--- Extracted data ---

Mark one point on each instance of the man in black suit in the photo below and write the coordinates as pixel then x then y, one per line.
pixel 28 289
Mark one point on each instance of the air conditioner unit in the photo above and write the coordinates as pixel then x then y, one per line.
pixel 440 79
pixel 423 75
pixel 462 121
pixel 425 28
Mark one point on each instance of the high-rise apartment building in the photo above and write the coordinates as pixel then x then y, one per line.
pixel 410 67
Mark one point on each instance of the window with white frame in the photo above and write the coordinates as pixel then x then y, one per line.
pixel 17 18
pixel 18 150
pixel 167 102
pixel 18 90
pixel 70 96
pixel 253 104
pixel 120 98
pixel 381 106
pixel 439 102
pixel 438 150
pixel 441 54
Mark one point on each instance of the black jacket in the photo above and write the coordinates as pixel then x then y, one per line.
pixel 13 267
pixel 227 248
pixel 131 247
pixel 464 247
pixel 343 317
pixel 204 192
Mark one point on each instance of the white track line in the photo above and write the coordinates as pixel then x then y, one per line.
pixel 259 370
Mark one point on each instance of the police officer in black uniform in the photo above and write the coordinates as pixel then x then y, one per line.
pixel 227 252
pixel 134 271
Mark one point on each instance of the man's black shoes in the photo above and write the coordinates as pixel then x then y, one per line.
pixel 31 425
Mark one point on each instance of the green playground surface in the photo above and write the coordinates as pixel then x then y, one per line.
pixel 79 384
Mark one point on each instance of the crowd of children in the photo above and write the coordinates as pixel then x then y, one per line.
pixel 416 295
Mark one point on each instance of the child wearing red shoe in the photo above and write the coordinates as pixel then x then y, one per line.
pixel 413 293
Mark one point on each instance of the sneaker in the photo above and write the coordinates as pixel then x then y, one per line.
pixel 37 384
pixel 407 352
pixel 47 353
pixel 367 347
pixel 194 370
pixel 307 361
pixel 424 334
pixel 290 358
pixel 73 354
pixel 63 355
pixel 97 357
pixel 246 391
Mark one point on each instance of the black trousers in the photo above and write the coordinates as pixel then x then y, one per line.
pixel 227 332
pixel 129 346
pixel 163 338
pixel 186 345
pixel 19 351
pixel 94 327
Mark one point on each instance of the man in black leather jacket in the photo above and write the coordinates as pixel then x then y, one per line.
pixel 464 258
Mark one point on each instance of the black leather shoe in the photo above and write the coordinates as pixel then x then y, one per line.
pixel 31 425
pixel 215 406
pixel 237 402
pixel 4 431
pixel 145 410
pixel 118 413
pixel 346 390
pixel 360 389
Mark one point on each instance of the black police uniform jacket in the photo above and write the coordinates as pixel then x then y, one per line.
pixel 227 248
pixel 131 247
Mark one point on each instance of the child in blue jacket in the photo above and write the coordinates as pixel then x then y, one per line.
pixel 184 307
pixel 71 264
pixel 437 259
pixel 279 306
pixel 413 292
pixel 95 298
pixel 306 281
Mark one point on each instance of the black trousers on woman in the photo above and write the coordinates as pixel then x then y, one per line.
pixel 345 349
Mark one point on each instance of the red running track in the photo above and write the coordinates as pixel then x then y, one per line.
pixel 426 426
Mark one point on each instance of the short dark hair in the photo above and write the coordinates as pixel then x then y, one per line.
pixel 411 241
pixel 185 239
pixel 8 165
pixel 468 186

---

What is being asked: Extract all of the lines above, reproducing each one word for word without any changes.

Output:
Mark one point on each instance of the man in black suit in the photo below and write the coordinates as pixel then x then y, one per line.
pixel 28 289
Mark one point on each instance of the air conditioner unit in the photo above and write the coordinates as pixel then x then y, one per line.
pixel 440 79
pixel 423 75
pixel 462 121
pixel 425 28
Mark one point on each instance of the high-rise apartment building in the photo above and write the coordinates as pixel then x then y, one per line.
pixel 410 67
Mark one point on each instance of the window with white frame in the photo above and write the coordinates as pixel then x then y, one per line.
pixel 17 18
pixel 18 150
pixel 167 102
pixel 18 90
pixel 70 96
pixel 253 104
pixel 120 98
pixel 381 106
pixel 439 102
pixel 438 150
pixel 441 54
Mark one point on each instance of the black jacket in the photo above and write the coordinates as pixel then x then y, one per line.
pixel 13 267
pixel 227 248
pixel 131 247
pixel 464 247
pixel 343 317
pixel 204 192
Mark one point on each instance of the white track line in the photo above and write the coordinates as pixel then x then y, one per line.
pixel 259 370
Mark one point on each instance of the police officer in black uniform in the photo above and write the coordinates as pixel then x then y, one per line.
pixel 227 252
pixel 134 271
Mark one point on each instance of the man's black shoes in the photo above and write the coordinates as pixel then x then y, one per line.
pixel 31 425
Mark one point on each instance of the green playground surface in the photo above and write the coordinates as pixel then x then y, one per line.
pixel 79 384
Mark one point on each instance of the crowd of children in the photo above and write the coordinates as pixel then x then y, one per line.
pixel 416 295
Mark one point on each instance of the child wearing red shoe in the photo above and write the coordinates as pixel then x then y, one per line.
pixel 413 293
Mark one point on each instance of the sneaker in the photo above and write the coordinates as pixel then x then y, one per line.
pixel 37 384
pixel 407 352
pixel 47 353
pixel 367 347
pixel 194 370
pixel 307 361
pixel 424 334
pixel 290 358
pixel 73 354
pixel 63 355
pixel 97 357
pixel 246 391
Mark one point on each instance of the black trousers in the photo above and write the coordinates as pixel then x then y, one per line.
pixel 227 332
pixel 129 346
pixel 163 338
pixel 186 345
pixel 19 351
pixel 94 327
Mark one point on each instance of the man in black leather jacket in the photo above and write the coordinates as pixel then x then y, one per line.
pixel 464 258
Mark one point on each instance of the black leather shoe in the photo above and write the coordinates as pixel then x then y, one per line.
pixel 31 425
pixel 215 406
pixel 237 402
pixel 4 431
pixel 145 410
pixel 118 413
pixel 346 390
pixel 360 389
Mark one point on each instance of the black police uniform jacket in the photo above and write the coordinates as pixel then x then y, one per line.
pixel 227 248
pixel 131 247
Mark one point on each instance of the child in blue jacket in the photo above and write the coordinates as pixel then x then y, one per line.
pixel 184 307
pixel 71 264
pixel 437 259
pixel 279 306
pixel 413 292
pixel 95 298
pixel 306 281
Mark one point on each instance of the black trousers on woman in the photo above and write the coordinates as pixel then x then y, one per line.
pixel 345 349
Mark one point on each instance of the red running track in the photo above and write the coordinates as pixel then x then y, one per line.
pixel 426 426
Mark one point on each instance of the short dark hair in the photo above and write the coordinates as pixel then x then y, one per line.
pixel 411 241
pixel 185 239
pixel 8 165
pixel 468 186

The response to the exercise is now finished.